• Recorded data

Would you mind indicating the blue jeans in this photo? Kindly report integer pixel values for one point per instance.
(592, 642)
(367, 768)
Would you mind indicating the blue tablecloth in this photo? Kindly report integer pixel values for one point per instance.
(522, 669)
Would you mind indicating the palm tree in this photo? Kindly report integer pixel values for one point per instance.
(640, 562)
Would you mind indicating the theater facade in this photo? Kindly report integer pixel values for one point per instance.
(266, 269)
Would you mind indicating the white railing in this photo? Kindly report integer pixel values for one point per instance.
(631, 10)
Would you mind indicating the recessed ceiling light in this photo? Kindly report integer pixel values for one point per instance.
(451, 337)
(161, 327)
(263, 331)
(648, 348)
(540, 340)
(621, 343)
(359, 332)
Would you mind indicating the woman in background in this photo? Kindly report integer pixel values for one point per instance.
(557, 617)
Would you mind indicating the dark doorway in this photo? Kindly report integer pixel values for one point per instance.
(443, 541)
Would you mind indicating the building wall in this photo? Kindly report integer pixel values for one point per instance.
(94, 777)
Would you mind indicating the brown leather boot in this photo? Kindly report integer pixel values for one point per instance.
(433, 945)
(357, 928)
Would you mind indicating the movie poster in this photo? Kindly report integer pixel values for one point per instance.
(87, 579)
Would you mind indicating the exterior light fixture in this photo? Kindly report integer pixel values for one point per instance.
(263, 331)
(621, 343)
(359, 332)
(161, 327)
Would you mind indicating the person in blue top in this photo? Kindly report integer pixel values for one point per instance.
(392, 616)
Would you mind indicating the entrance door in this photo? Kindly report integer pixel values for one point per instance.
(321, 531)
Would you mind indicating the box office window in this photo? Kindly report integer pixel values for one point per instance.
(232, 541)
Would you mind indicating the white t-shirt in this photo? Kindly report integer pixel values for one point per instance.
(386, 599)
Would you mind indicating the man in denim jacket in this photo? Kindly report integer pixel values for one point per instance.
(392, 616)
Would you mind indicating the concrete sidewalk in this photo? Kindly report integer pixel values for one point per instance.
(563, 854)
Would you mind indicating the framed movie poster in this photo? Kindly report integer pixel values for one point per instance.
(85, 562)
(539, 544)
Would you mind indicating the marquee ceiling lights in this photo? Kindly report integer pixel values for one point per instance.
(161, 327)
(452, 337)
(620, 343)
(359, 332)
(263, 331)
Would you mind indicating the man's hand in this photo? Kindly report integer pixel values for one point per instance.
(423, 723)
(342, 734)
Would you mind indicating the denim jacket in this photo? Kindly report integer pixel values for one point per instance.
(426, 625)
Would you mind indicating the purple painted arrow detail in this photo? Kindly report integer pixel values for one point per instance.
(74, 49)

• Required work
Reproduce all of the data above with each occurrence of "Kindly" changed to "Please", keeping every other part the same.

• Response to this task
Would you mind indicating the blue jeans in this photo? Please report integer pixel values for one point per instance.
(592, 642)
(367, 768)
Would you mind indicating the blue tablecloth in this photo? Please report integer pixel values for one point per instance.
(522, 669)
Would you mind indicating the palm tree in this photo? Please report integer pixel values for one point per instance.
(640, 562)
Would you mind indicating the theater facade in this photo? Please report integer pixel values for one point per instance.
(266, 269)
Would you mind indicating the white railing in this photo? Please report integer pixel values for one point per instance.
(631, 10)
Would you mind indicating the recessed ceiling light in this photo? Please report integer pixel values for one point per instance.
(451, 337)
(161, 327)
(263, 331)
(648, 348)
(540, 340)
(621, 343)
(359, 332)
Would you mind indicating the woman in background in this photo? Please report integer pixel values for one point per instance.
(557, 617)
Would you mind indicating the dark doorway in this photo? Please report integer pixel values for one point per instance.
(443, 541)
Would you mind indicating the building wall in this photo? Please report integer pixel values for one point per instance.
(94, 777)
Would you mind indicating the brown leather boot in this photo? Please report integer pixel values for one point per instance.
(433, 945)
(357, 928)
Would you mind indicating the movie poster in this photo? Please report integer pixel values for one point per instance.
(87, 579)
Would you mind indicating the exterior light fixture in this photo? Please report integer pixel values for one point per instance.
(263, 331)
(621, 343)
(359, 332)
(161, 327)
Would you mind indicating the person in blue top in this photo? Please report integer pixel values for one point per instance.
(392, 616)
Would you mind indicating the entrance door in this photo? Please report integer pixel values for one point per instance.
(321, 531)
Would you mind indicating the box office window in this photo? Please report integer pixel values for one point per instance.
(232, 541)
Would you mind indicating the white t-shirt in this photo? Please report integer pixel values for one point per instance.
(386, 599)
Would you mind indicating the man in denim jacket in this photo? Please report integer pixel values for one point per instance.
(392, 616)
Would you mind indicating the concrete sidewalk in this photo? Please report integer pixel values for one point per instance.
(563, 854)
Would you mind indicating the framed movie poster in this photo? Please report integer pixel values for one point per instance.
(85, 562)
(539, 544)
Would you mind indicating the marquee ceiling lights in this photo? Please report integer pixel values for one point per instance.
(161, 327)
(452, 337)
(620, 343)
(359, 332)
(263, 331)
Would you mind indicating the man's hand in this photo? Please report integer pixel values for one point per instance.
(423, 723)
(342, 734)
Would you mind indicating the denim jacket in this photo? Please report integer pixel values for one point per instance.
(426, 625)
Would you mind indicating the purple painted arrow detail in this photo? Please report integer pixel values for one point per instance.
(74, 49)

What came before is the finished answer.